[Coordinate labeling data]
'''

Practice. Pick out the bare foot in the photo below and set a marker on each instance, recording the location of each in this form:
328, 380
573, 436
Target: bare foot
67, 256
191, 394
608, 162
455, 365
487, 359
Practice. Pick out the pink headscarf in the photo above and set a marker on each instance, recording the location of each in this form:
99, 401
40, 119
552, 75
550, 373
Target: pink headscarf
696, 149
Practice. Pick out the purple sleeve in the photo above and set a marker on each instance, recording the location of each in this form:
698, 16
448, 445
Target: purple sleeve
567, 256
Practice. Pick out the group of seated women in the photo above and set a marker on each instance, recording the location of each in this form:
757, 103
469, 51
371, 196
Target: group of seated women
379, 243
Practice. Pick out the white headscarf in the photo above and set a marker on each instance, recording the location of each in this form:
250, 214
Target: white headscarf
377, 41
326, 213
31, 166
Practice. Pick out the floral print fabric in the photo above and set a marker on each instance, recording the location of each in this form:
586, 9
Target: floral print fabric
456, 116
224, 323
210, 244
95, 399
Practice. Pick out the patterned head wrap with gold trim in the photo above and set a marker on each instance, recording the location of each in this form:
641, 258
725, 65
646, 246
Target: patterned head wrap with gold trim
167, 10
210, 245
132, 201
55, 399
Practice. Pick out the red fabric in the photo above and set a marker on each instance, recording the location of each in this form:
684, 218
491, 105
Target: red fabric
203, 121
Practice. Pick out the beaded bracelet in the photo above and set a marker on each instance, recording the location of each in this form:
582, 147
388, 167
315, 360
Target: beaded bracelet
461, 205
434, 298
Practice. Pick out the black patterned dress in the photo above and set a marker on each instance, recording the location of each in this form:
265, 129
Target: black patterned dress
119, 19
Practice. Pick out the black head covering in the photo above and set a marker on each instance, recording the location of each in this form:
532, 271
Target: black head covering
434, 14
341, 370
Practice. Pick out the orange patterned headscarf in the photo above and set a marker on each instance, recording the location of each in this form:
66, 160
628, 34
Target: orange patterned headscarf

'''

Output the lines from the one holding "Practice. Pick out the beaded" through the end of the records, inclusive, as a Markdown table with the columns Row and Line. Put a row number in Row and the line itself in Line, and leave out blank lines.

Problem solution:
| Row | Line |
|---|---|
| 1 | Practice. Pick out the beaded bracelet in the photo above and set a marker on each instance, recording the location of each in this form: |
| 2 | 582, 147 |
| 3 | 388, 167 |
| 4 | 315, 360 |
| 5 | Target: beaded bracelet |
| 6 | 461, 205 |
| 7 | 434, 298 |
| 8 | Practice. Pick out the black patterned dress in the photo above and set a marker on each instance, recording the location of each in this form: |
| 9 | 265, 129 |
| 10 | Target: black patterned dress |
| 11 | 119, 19 |
| 12 | Practice. Pick out the black head covering in the photo above and set a marker on each instance, recording the location of each in this form: |
| 13 | 532, 271 |
| 14 | Target: black head covering |
| 15 | 434, 14 |
| 16 | 341, 370 |
| 17 | Practice. Pick out the orange patterned headscarf in the photo above and set a marker on each instance, recording the location of each in this form: |
| 18 | 66, 160 |
| 19 | 628, 34 |
| 20 | Target: orange patterned headscarf |